Problem requirements:
Give back every line of the material exactly. Skip the pictures.

Listed entries:

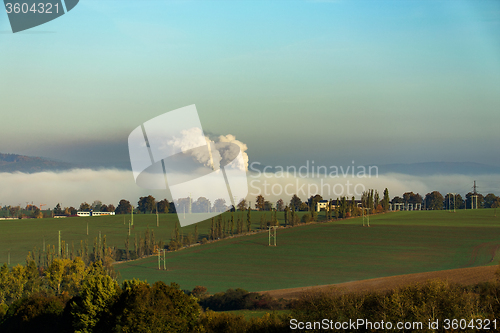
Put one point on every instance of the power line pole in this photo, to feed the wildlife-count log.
(272, 235)
(157, 218)
(474, 197)
(59, 246)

Response to the exercise:
Put one point on every instance of the power line pole in this photo, to feed the wildlife-count log.
(272, 235)
(157, 218)
(474, 197)
(59, 246)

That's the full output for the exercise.